*SET EXERCISE*
Which lines in the listing below contain the word "reflective"? List each of them in full.

###

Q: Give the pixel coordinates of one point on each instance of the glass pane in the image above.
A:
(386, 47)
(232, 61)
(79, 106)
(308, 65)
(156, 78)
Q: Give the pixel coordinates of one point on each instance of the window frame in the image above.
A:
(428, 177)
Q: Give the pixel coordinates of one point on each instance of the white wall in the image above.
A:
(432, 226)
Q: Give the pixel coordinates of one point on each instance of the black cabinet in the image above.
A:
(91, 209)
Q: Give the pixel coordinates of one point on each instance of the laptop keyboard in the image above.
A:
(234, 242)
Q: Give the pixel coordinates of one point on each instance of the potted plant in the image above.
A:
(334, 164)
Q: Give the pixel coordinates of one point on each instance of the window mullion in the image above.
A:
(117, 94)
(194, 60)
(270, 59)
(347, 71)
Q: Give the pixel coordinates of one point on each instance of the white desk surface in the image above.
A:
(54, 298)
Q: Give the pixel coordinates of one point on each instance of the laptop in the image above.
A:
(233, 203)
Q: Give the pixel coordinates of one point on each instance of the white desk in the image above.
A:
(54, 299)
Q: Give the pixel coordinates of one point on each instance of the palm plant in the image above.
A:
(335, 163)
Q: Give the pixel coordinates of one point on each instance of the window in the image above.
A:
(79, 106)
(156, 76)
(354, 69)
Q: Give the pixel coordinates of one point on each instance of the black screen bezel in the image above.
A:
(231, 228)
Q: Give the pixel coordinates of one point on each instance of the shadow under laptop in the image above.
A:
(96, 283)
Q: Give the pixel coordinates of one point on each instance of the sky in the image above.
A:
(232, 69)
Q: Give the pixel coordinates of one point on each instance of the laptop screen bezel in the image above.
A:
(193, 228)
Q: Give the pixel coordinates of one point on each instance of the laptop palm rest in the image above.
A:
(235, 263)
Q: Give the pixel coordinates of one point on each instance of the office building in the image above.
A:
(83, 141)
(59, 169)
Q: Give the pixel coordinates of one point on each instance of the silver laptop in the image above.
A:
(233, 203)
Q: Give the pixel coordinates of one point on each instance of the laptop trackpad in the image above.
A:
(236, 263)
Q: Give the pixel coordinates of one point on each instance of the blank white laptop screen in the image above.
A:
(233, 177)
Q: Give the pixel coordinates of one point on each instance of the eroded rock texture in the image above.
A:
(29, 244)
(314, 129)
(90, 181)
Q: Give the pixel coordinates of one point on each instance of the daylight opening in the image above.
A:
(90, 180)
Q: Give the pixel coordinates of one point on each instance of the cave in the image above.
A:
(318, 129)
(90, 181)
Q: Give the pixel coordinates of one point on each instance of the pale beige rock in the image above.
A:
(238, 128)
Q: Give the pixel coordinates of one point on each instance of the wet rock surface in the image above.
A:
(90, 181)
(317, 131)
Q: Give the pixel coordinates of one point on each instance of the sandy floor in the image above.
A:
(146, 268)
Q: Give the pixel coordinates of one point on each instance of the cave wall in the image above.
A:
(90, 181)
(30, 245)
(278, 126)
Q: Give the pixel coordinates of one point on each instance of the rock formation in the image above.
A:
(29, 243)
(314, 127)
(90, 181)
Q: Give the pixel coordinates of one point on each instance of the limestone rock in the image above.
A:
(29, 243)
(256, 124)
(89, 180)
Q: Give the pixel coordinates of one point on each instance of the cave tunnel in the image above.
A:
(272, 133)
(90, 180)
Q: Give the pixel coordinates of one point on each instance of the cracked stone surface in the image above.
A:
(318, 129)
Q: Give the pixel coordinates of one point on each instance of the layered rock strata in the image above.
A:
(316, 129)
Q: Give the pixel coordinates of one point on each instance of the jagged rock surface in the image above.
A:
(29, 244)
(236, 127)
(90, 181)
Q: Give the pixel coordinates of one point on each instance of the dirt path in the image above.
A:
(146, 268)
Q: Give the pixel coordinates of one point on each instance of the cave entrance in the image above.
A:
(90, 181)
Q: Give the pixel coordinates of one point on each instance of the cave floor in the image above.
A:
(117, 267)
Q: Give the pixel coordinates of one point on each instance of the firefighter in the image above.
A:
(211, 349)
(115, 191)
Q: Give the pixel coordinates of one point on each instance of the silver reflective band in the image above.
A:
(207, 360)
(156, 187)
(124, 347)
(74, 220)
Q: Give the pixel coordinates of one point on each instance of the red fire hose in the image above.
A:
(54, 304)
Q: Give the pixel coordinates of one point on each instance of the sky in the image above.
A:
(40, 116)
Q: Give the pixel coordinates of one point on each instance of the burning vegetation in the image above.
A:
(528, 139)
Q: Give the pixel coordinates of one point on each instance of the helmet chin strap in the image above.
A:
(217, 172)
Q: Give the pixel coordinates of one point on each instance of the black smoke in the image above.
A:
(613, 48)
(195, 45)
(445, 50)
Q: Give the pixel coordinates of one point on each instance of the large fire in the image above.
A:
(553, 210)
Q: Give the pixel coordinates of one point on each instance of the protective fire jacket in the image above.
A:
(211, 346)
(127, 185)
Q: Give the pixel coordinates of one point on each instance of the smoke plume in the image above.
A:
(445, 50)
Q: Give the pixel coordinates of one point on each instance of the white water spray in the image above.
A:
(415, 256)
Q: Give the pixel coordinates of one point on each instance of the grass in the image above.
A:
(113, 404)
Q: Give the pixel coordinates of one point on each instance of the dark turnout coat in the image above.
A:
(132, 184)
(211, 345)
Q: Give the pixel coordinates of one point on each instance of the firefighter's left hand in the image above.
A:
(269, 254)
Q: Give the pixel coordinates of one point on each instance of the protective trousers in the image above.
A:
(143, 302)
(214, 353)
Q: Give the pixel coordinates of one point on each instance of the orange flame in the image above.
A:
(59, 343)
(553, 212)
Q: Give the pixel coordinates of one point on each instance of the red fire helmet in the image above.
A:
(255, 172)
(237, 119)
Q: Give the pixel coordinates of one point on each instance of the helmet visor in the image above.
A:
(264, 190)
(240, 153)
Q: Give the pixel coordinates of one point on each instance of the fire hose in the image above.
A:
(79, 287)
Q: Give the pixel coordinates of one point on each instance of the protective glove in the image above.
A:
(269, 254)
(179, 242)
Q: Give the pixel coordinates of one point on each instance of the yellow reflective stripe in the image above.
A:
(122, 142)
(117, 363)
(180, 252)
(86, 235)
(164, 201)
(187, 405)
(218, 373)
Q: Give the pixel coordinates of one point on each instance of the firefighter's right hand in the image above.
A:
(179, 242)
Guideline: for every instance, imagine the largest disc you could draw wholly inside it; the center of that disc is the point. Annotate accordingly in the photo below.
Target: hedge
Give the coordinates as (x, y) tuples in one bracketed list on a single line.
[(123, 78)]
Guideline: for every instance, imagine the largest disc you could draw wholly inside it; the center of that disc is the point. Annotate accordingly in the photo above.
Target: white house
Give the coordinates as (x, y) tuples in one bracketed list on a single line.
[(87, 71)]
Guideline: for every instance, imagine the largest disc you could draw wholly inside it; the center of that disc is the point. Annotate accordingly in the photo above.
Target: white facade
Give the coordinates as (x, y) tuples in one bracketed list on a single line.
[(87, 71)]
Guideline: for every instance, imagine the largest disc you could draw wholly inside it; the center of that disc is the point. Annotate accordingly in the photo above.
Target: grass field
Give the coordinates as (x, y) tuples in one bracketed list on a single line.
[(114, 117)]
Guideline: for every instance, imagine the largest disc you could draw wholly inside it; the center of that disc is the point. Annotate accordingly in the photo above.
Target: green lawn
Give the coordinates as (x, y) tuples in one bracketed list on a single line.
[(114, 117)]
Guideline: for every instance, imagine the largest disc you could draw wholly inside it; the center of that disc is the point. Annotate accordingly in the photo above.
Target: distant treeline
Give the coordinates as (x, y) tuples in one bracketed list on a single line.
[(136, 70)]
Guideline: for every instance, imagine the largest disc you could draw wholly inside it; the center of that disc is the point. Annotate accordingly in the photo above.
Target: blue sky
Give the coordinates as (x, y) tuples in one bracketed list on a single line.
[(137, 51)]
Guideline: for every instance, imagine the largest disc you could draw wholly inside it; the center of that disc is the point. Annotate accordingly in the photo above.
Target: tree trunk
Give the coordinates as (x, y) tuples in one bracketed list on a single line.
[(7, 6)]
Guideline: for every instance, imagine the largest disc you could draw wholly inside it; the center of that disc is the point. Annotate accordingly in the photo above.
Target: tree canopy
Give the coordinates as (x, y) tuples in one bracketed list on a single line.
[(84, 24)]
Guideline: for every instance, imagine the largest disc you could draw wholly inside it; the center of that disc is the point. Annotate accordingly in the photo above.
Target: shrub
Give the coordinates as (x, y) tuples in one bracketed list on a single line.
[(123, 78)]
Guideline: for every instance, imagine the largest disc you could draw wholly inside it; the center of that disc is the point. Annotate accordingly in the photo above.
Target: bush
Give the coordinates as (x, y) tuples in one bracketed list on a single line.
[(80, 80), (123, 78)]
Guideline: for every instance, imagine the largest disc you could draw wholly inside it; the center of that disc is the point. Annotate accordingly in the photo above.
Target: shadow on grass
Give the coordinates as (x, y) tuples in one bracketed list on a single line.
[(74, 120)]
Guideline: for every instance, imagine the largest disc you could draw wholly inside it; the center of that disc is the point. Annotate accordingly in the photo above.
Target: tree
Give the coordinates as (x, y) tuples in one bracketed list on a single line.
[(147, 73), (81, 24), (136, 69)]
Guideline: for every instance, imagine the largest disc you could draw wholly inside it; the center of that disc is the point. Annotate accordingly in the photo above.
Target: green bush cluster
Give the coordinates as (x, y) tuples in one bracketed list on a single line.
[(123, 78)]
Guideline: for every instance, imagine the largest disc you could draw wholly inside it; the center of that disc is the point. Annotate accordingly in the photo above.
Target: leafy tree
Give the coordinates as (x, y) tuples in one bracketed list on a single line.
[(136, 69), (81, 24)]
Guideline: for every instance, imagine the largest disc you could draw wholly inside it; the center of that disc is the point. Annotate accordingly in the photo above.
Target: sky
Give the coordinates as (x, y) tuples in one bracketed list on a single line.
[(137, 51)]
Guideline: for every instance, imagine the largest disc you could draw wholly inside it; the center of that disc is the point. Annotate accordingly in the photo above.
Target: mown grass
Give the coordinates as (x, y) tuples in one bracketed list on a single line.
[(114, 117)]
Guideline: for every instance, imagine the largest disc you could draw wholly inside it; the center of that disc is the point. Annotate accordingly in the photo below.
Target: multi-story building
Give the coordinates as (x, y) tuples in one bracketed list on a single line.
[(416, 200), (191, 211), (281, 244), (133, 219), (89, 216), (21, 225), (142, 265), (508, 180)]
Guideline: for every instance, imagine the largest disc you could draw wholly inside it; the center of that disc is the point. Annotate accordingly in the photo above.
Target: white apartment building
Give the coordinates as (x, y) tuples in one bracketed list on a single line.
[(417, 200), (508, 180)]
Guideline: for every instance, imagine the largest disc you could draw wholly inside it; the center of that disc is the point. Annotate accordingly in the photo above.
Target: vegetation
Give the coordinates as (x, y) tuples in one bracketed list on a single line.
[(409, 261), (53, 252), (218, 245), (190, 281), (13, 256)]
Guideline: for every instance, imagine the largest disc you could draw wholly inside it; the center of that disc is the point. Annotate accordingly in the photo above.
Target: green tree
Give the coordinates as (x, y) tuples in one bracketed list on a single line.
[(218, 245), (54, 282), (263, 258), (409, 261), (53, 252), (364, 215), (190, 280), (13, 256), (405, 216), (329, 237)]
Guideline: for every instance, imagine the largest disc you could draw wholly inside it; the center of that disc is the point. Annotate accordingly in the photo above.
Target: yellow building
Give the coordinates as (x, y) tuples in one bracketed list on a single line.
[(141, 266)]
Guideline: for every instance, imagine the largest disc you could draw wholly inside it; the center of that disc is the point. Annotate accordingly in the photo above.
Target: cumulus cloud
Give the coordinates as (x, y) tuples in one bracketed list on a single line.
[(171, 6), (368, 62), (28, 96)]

###

*OUTPUT OF THE EXERCISE*
Q: Give the pixel coordinates of one point on each instance of the silver reflective band in the image above.
Q: Give the pixel coordinates of one point on each instance of the yellow reflective stripe in the image above.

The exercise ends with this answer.